When factories can more flexibly adjust production, you'll find increased
demand for, say, iPhones, and decreased demand for, say, TVs, will shift
production and damp the price inflation.

Secondly, consider that an economy without a UBI yet with mass unemployment
will suffer a liquidity trap. This is a more efficient way to fight that than
QE (which I'm not criticizing as it was the best tool available for the times)

------
malloryerik
Yuval Harari makes a good point: when it's said that "we" should "all" have a
"universal" basic income, aren't people actually talking about a national
basic income? Is the US or Norway going to provide a basic income to people in
Bangladesh? Or Iraq?

Harari discusses this in his book "Homo Deus". You can also see him discuss it
here:
[https://m.youtube.com/watch?v=szt7f5NmE9E](https://m.youtube.com/watch?v=szt7f5NmE9E)

------
andriesm
What I really don't get is, why do everyone advocate for universal basic
income, instead of a negative income tax.

The negative income tax model achieves the same basic income with less
negative motivation for people who want to pursue work at the low-end.

It also avoids wastefully paying it to people who don't need it.

This is my inspiration :
[https://youtu.be/xtpgkX588nM](https://youtu.be/xtpgkX588nM)

WRITTEN EXERCISE:
Answer these questions from the forum thread on basic income:
1. In which book does Harari discuss the point about a national basic income?
2. What does the thread call a less efficient way than a UBI to fight a liquidity trap?
3. What model does andriesm prefer to universal basic income?

RECORDED INFORMATION:
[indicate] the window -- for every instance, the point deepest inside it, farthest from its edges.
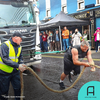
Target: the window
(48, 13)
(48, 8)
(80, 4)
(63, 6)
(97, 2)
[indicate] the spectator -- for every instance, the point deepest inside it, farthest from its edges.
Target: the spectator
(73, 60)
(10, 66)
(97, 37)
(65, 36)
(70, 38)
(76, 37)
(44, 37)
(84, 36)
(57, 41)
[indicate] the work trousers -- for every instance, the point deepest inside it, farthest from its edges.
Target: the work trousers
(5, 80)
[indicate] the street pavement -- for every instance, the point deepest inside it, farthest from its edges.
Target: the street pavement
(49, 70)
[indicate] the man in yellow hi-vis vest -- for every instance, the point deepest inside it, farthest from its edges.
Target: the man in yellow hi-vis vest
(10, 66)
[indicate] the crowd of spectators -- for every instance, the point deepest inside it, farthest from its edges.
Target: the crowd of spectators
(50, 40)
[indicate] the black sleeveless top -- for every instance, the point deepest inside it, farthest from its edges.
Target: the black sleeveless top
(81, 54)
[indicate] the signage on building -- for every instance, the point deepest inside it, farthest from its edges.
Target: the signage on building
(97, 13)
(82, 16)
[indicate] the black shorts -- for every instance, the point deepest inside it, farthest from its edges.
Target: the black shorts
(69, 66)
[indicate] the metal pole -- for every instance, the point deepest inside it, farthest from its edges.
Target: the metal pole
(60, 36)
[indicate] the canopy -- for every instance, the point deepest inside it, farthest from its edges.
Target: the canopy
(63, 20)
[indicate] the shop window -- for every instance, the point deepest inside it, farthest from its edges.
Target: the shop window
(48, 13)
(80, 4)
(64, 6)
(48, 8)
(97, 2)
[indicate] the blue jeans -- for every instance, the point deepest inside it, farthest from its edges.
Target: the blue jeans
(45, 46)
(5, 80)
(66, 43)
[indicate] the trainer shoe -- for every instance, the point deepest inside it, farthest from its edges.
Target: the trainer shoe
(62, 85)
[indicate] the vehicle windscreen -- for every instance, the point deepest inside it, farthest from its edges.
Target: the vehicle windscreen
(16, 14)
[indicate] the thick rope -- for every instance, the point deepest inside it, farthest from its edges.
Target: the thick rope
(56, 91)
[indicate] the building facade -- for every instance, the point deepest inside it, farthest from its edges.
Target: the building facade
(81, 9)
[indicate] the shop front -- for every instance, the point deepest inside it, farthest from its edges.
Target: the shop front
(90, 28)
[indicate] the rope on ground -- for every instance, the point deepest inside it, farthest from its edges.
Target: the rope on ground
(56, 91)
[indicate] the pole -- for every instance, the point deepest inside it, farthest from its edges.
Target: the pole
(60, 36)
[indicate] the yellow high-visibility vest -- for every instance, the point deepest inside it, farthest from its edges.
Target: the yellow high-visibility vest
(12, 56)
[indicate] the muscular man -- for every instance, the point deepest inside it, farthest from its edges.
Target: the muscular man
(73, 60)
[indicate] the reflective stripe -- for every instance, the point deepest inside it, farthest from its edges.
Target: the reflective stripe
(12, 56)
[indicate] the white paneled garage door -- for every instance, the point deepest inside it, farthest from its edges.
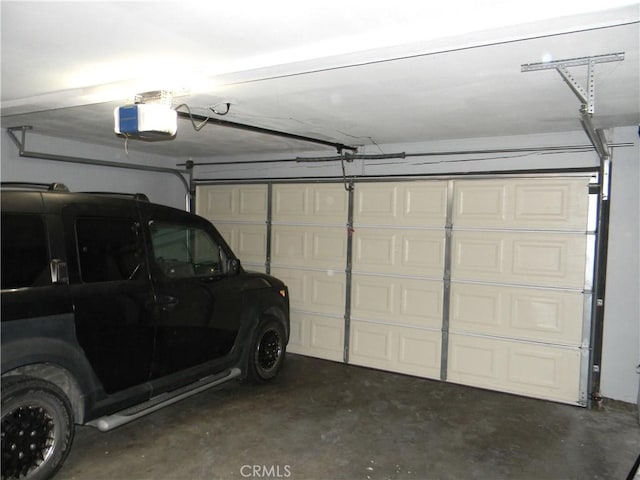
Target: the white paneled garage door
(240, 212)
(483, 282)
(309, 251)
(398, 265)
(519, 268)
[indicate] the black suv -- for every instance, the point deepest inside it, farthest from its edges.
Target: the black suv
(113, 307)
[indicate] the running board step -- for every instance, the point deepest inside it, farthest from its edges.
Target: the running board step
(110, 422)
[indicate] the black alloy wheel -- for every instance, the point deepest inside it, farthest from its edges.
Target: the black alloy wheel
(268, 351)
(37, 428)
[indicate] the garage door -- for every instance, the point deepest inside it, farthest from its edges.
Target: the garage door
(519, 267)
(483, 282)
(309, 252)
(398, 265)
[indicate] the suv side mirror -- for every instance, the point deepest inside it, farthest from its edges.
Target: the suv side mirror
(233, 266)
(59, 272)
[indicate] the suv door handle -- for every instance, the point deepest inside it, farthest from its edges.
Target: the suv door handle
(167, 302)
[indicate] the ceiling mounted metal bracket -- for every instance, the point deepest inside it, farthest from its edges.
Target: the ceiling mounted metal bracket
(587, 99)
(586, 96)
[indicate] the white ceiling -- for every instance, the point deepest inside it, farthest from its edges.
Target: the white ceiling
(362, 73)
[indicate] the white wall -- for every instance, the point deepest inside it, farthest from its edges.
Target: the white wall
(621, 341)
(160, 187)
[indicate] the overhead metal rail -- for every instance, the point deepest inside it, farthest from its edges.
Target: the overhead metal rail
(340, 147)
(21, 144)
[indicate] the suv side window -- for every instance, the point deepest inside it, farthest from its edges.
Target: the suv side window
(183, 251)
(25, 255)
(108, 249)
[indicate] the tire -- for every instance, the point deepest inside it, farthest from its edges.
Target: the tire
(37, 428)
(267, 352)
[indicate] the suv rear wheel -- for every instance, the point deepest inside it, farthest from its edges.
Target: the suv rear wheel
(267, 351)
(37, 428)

EXERCISE OUTPUT:
1. "Homo Deus"
2. QE
3. A negative income tax